▶ **EXTRACTED DATA**
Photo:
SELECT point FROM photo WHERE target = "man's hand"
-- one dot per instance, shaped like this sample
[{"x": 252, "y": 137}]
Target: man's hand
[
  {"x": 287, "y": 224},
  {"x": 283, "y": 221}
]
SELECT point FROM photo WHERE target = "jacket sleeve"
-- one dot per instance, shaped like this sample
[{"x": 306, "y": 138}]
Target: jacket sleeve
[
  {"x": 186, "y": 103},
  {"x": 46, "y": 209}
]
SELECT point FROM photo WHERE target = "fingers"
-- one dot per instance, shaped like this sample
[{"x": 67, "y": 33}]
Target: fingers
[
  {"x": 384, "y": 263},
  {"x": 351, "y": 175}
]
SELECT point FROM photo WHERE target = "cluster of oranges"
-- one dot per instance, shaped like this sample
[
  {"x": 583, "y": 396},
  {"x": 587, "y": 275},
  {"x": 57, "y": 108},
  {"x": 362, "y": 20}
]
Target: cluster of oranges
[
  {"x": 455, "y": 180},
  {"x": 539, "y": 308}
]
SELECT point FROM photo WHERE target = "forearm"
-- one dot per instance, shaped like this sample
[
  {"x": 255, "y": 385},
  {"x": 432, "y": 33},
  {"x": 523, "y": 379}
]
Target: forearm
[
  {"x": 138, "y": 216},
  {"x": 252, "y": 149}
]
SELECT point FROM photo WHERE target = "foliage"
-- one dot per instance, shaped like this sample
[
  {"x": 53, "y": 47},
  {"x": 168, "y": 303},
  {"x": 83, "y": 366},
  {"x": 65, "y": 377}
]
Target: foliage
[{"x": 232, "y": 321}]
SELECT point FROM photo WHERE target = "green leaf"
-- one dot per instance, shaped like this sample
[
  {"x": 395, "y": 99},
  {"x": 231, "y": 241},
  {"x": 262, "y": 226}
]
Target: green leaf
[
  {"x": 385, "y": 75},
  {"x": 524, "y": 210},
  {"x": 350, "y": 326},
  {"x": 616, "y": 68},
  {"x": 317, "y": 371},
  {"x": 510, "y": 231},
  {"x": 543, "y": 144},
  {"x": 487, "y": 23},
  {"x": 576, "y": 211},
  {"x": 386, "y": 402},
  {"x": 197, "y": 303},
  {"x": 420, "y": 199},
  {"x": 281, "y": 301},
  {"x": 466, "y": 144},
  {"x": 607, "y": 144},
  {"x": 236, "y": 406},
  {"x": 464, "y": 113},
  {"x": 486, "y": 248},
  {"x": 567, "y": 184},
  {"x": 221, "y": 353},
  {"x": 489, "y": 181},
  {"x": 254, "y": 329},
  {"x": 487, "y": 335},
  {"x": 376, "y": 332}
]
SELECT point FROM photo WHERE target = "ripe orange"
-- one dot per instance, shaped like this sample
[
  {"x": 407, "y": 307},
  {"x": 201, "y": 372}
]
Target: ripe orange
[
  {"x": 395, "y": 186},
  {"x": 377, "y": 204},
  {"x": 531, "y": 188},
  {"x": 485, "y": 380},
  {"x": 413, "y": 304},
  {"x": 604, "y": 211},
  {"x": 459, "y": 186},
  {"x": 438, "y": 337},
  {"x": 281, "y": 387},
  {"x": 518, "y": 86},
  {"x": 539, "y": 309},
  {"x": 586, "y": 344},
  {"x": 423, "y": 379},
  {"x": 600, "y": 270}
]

▶ **WHAT TO WORK ON**
Which lines of the listing contain the string "WHERE"? Copy every one of them.

▶ **TASK RESULT**
SELECT point FROM photo WHERE target = "man's hand"
SELECT point FROM photo WHERE target = "jacket sleeve"
SELECT point FROM photo WHERE target = "fingers"
SELECT point FROM photo WHERE target = "cluster of oranges"
SELECT point FROM photo WHERE target = "forearm"
SELECT point FROM photo WHERE target = "foliage"
SELECT point FROM photo WHERE target = "green leaf"
SELECT point FROM photo WHERE target = "ripe orange"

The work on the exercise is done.